WYMAGANIA ZADANIA
Proszę podać wyłącznie liczbę wierszy poniżej, w których występuje ciąg "flower". Wielkość liter ma znaczenie.

• • • •

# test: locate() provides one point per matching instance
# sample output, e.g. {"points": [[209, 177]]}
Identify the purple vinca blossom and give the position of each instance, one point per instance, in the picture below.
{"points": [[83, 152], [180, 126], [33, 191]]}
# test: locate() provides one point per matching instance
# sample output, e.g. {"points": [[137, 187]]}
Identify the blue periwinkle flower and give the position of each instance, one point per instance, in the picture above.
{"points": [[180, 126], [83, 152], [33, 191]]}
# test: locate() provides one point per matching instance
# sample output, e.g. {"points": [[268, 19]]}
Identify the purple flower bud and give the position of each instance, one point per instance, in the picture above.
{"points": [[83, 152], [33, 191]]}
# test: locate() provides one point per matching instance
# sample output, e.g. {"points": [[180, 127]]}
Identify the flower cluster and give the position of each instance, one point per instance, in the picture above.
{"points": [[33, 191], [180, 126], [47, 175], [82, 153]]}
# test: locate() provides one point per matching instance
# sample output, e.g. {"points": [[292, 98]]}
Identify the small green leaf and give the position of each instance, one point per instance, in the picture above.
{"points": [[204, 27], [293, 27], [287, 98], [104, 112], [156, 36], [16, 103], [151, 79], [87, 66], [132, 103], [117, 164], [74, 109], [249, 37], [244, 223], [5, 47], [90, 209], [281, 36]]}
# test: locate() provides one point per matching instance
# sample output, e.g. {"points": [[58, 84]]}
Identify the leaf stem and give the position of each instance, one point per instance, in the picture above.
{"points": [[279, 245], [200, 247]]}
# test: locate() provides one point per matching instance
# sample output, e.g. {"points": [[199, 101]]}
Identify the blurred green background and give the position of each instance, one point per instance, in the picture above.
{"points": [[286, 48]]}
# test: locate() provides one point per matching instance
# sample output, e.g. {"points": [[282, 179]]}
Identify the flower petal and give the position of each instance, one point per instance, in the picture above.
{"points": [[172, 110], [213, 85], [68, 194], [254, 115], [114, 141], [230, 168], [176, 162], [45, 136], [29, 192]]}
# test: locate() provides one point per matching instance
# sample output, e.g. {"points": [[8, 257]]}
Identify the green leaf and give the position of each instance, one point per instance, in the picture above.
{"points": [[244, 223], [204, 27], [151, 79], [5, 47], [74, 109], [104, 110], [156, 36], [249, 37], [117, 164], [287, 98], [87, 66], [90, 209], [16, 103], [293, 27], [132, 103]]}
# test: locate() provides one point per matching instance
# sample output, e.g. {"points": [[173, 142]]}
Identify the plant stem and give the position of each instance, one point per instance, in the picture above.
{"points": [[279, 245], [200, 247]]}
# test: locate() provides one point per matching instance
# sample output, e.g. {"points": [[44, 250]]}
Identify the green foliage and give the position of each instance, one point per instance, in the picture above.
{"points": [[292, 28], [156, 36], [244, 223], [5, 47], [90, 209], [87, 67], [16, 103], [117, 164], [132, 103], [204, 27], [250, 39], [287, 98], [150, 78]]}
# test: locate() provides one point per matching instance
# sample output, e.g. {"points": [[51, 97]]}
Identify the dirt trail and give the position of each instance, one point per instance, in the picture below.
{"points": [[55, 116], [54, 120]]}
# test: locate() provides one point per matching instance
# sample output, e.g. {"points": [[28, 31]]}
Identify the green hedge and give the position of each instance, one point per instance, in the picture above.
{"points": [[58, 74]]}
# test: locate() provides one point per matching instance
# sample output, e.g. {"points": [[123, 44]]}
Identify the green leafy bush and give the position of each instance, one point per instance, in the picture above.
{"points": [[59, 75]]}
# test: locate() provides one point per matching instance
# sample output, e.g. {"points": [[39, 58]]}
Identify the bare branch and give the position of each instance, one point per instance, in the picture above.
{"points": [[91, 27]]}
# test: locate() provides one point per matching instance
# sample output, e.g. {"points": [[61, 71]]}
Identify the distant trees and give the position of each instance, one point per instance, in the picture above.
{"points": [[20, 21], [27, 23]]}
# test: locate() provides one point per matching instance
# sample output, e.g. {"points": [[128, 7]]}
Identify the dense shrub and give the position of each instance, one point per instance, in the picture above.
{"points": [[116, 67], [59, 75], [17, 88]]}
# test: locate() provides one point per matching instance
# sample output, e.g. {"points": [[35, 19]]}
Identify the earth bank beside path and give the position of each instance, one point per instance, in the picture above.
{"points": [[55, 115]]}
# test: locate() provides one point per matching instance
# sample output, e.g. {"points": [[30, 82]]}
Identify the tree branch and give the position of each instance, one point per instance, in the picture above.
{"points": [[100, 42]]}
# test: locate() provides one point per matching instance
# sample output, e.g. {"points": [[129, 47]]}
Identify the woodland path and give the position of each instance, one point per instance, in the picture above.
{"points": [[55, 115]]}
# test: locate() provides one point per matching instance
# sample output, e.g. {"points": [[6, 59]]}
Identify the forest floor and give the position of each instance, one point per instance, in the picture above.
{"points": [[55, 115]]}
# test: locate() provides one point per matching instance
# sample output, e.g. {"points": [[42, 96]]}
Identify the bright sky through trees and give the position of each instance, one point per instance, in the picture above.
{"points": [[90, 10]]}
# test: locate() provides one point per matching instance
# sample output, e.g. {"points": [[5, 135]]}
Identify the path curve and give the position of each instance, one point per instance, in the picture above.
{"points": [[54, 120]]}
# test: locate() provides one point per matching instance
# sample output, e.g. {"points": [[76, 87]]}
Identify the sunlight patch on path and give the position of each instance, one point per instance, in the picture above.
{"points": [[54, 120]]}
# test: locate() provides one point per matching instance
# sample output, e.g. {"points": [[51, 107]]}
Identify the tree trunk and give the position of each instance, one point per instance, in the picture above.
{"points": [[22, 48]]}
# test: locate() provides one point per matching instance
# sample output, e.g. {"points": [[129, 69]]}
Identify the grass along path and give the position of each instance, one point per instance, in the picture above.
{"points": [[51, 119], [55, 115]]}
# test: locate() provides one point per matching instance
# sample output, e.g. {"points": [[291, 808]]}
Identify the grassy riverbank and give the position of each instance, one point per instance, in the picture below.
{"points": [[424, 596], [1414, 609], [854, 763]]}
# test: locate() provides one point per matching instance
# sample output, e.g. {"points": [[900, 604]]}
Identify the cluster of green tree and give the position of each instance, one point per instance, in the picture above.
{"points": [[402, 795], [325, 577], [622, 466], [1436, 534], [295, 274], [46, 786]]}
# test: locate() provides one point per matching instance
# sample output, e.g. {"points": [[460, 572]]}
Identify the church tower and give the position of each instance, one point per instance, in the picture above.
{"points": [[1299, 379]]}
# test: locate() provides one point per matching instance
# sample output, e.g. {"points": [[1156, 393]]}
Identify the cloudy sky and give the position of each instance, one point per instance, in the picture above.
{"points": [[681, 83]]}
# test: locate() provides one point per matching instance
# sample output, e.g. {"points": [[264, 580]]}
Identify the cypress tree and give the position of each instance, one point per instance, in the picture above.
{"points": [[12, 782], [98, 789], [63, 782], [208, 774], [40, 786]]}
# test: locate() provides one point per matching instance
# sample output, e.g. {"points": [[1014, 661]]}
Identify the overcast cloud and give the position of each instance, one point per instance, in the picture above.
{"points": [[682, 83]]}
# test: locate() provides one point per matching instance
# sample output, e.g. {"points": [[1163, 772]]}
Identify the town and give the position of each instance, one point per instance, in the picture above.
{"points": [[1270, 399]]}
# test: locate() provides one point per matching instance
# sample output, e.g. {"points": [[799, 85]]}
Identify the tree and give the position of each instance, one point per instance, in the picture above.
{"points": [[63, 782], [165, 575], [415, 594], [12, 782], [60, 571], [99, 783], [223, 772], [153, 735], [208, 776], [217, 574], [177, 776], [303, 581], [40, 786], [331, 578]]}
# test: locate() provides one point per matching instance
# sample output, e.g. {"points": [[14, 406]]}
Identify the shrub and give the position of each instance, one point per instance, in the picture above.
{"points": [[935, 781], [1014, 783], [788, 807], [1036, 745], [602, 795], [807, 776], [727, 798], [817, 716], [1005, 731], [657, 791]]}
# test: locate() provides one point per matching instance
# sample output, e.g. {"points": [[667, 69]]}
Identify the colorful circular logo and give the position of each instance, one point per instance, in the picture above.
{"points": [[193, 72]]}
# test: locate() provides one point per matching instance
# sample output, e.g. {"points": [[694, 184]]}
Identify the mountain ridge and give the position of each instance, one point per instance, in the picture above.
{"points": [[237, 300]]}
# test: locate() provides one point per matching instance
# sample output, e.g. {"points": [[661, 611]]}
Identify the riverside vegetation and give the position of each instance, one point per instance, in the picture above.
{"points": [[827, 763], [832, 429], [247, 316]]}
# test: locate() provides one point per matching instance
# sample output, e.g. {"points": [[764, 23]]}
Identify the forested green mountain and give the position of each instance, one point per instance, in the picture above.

• • • •

ODPOWIEDŹ NA ZADANIE
4